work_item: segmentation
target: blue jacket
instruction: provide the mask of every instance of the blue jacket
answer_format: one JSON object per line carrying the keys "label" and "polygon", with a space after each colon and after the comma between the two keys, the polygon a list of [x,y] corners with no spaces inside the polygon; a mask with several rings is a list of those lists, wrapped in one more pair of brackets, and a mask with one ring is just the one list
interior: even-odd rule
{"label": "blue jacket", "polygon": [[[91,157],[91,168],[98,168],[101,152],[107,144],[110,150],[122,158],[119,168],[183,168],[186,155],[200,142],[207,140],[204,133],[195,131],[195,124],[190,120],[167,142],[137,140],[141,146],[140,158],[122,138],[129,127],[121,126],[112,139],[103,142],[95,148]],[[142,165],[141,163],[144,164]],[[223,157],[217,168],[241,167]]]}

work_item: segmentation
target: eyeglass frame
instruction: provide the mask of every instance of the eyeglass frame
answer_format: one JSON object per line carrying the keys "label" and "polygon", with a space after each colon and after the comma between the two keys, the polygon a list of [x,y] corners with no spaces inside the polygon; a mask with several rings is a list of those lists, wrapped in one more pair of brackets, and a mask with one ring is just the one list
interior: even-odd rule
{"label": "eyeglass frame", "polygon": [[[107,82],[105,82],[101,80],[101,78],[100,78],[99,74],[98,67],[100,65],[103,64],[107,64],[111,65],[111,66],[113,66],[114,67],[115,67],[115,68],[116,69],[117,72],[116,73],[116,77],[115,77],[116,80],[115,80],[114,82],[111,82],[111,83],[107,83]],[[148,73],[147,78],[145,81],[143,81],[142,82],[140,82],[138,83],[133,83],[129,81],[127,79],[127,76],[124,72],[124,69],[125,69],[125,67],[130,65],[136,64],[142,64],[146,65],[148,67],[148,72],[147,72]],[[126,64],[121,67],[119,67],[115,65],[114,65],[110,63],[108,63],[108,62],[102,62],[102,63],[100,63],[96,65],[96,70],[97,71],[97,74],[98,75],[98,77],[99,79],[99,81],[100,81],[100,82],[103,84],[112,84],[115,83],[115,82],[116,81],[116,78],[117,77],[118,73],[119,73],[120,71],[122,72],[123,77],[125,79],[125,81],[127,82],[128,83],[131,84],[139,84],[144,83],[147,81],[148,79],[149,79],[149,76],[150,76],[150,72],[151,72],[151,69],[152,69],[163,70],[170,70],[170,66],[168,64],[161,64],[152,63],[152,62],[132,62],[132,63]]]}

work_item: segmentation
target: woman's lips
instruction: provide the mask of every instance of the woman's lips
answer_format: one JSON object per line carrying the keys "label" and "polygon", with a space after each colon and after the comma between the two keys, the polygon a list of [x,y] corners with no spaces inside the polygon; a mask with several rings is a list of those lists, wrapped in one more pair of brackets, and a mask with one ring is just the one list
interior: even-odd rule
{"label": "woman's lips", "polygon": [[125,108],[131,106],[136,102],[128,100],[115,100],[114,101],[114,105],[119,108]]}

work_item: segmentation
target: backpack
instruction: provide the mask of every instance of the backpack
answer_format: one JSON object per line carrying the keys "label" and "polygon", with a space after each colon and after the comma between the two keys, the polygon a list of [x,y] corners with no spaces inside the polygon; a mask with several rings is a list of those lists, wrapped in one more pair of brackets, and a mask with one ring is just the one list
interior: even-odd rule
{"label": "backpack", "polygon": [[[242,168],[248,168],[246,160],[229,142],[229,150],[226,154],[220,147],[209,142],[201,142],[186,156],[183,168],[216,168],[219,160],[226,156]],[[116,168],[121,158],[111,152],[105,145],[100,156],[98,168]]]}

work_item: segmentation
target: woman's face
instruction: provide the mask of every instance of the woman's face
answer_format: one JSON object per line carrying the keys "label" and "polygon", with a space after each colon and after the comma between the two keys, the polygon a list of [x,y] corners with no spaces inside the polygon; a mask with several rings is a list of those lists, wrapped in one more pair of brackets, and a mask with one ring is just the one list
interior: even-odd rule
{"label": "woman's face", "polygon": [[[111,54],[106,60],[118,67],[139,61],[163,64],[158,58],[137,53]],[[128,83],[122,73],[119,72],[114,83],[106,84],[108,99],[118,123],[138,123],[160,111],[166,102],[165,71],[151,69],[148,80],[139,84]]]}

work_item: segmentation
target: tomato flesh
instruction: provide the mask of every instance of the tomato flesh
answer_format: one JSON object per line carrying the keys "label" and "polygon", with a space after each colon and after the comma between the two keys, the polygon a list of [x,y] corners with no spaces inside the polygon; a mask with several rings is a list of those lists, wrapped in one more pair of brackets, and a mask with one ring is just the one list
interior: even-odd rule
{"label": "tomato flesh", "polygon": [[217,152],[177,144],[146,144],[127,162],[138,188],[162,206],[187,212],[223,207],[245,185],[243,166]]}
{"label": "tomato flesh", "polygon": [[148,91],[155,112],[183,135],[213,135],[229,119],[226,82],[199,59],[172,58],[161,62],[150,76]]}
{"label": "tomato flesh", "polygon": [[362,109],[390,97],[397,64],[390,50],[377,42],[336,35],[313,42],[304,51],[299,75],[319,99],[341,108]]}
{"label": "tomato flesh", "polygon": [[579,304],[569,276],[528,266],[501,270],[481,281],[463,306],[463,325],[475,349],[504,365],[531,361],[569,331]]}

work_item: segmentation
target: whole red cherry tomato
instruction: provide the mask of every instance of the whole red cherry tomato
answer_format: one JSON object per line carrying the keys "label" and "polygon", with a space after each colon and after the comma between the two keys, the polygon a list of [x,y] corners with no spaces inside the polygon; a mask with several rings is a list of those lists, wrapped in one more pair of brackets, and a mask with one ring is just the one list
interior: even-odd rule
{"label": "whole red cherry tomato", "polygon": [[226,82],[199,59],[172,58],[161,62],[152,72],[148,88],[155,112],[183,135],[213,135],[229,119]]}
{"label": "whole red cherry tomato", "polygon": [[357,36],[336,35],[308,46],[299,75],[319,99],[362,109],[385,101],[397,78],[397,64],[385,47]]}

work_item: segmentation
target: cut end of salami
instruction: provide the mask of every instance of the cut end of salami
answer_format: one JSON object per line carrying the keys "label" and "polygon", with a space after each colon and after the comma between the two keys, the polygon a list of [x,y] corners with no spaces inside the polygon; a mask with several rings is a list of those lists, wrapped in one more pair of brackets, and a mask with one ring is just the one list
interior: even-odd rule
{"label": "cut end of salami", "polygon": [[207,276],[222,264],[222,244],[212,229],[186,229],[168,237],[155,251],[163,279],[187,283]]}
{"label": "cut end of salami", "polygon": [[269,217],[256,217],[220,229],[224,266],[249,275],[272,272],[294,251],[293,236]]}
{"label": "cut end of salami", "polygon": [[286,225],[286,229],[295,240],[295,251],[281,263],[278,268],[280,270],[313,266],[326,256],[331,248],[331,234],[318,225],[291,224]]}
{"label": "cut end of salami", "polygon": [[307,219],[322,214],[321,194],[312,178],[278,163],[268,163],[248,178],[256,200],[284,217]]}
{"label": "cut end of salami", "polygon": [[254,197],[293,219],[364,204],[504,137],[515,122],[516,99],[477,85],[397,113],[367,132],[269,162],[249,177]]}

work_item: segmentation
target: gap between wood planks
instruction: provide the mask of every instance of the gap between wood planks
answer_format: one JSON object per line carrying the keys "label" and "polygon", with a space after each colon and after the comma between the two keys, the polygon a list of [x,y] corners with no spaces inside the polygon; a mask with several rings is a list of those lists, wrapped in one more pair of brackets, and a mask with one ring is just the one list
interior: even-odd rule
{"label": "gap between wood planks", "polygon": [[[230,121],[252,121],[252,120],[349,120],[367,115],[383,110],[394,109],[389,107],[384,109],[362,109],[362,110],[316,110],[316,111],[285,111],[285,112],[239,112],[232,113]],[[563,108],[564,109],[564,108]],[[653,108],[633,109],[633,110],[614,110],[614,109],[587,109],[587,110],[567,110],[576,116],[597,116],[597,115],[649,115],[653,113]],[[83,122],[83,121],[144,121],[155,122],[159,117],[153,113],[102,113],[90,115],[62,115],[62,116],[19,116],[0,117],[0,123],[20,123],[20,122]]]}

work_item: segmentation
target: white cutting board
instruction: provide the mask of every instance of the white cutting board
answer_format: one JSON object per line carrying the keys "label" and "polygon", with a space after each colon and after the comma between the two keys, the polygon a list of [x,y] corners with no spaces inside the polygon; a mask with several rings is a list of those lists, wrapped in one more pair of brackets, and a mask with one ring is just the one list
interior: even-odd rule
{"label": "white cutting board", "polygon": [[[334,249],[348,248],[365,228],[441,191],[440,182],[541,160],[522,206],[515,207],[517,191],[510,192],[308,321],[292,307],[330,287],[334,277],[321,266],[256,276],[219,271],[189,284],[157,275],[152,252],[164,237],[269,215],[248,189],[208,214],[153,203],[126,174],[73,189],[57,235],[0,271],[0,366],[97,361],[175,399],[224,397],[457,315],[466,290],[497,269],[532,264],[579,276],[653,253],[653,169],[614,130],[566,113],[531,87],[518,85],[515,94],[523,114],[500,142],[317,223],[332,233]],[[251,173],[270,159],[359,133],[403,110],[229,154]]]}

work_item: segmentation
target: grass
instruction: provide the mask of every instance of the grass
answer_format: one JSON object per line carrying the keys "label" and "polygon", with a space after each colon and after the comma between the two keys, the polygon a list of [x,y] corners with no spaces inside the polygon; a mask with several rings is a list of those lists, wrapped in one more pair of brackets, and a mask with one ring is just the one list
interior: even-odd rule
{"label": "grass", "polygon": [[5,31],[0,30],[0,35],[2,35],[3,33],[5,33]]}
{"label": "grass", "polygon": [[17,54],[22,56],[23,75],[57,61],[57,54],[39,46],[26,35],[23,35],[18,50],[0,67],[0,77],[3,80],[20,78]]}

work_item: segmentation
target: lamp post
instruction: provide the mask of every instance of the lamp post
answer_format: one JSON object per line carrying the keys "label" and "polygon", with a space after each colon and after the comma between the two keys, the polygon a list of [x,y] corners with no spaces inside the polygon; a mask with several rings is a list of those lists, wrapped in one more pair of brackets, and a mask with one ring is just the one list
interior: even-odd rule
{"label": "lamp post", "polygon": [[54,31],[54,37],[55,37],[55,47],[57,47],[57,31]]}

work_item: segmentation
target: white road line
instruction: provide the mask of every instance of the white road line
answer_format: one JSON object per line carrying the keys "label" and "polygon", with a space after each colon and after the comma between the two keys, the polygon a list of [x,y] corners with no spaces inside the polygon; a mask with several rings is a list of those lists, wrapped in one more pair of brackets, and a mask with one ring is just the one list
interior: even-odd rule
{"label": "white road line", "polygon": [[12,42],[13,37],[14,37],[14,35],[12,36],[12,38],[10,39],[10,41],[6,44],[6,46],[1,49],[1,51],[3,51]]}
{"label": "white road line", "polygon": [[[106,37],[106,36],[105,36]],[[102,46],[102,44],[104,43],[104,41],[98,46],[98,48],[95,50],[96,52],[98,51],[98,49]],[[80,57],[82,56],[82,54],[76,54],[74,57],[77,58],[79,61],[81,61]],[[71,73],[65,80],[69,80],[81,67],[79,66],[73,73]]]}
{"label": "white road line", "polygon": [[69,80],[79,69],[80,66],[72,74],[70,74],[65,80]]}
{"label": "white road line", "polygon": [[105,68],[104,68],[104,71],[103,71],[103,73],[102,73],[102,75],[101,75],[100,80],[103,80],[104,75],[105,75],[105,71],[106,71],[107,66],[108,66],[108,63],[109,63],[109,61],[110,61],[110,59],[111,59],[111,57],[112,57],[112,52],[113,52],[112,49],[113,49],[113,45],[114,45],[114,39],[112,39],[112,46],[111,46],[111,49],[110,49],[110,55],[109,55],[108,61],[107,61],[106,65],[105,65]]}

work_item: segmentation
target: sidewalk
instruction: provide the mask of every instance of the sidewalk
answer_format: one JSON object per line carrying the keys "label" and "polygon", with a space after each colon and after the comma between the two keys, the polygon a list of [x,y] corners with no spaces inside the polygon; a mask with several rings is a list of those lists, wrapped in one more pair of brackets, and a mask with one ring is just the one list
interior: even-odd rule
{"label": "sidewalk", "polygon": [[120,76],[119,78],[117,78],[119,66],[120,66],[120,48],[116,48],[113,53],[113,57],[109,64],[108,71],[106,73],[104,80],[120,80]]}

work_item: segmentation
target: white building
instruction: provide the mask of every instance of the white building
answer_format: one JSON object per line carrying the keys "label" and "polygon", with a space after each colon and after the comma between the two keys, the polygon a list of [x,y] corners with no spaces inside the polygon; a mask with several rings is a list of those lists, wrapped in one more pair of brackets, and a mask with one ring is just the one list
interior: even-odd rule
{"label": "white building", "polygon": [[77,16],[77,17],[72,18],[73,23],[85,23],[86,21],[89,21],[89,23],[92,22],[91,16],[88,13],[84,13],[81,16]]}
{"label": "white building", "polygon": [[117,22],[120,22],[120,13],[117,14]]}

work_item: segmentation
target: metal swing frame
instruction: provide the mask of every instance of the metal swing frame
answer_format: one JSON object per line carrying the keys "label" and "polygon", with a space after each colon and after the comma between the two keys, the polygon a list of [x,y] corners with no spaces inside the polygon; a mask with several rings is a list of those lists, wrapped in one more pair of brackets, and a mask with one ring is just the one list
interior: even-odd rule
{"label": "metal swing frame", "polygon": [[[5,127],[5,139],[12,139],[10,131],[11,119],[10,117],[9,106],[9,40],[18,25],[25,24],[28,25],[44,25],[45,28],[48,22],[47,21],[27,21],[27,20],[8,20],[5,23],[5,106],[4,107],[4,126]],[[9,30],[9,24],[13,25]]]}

==========

[To do] Pick out every line of the material above that contains the word "cherry", treating uppercase and lowercase as different, and copy each of those lines in full.

[Correct answer]
target: whole red cherry tomato
instruction: provide the mask of every instance of the whole red cherry tomato
{"label": "whole red cherry tomato", "polygon": [[226,82],[199,59],[172,58],[161,62],[152,72],[148,88],[155,112],[183,135],[213,135],[229,119]]}
{"label": "whole red cherry tomato", "polygon": [[357,36],[336,35],[308,46],[299,75],[319,99],[362,109],[385,101],[397,78],[397,64],[385,47]]}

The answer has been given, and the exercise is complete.